━━━ Listed entries

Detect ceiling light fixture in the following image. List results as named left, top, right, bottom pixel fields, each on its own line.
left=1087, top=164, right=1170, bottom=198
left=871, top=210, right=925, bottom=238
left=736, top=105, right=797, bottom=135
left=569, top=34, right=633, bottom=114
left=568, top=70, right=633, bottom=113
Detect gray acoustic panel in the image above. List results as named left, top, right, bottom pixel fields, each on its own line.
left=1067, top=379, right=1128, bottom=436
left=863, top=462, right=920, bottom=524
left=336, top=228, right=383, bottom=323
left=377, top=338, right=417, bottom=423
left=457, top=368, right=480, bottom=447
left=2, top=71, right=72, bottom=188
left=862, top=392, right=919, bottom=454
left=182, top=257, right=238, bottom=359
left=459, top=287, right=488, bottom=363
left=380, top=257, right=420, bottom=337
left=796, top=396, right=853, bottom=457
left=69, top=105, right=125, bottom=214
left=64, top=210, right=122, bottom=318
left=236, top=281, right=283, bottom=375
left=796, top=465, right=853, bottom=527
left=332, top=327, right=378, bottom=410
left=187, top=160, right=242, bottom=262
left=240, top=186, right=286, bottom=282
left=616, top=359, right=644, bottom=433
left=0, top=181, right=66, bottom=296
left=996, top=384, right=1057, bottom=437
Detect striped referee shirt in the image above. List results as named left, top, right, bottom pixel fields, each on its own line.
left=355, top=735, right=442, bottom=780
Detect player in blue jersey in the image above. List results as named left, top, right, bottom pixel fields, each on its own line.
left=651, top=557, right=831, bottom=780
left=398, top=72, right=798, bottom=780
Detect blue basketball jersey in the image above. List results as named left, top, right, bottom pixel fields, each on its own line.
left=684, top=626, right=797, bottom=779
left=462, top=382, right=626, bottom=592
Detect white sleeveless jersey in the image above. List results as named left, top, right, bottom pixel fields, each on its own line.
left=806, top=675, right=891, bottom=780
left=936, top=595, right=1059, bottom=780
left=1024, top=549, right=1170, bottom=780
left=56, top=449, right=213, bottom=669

━━━━━━

What is required:
Copy exactly the lines from the one containing "Detect white sleeveless" through the last line of the records, both included, and nothing else.

Exercise response:
Detect white sleeveless jersey in the image above. List results as named left, top, right, bottom pixel fields, each on its own line.
left=806, top=675, right=891, bottom=780
left=936, top=595, right=1059, bottom=780
left=1024, top=549, right=1170, bottom=780
left=56, top=449, right=213, bottom=669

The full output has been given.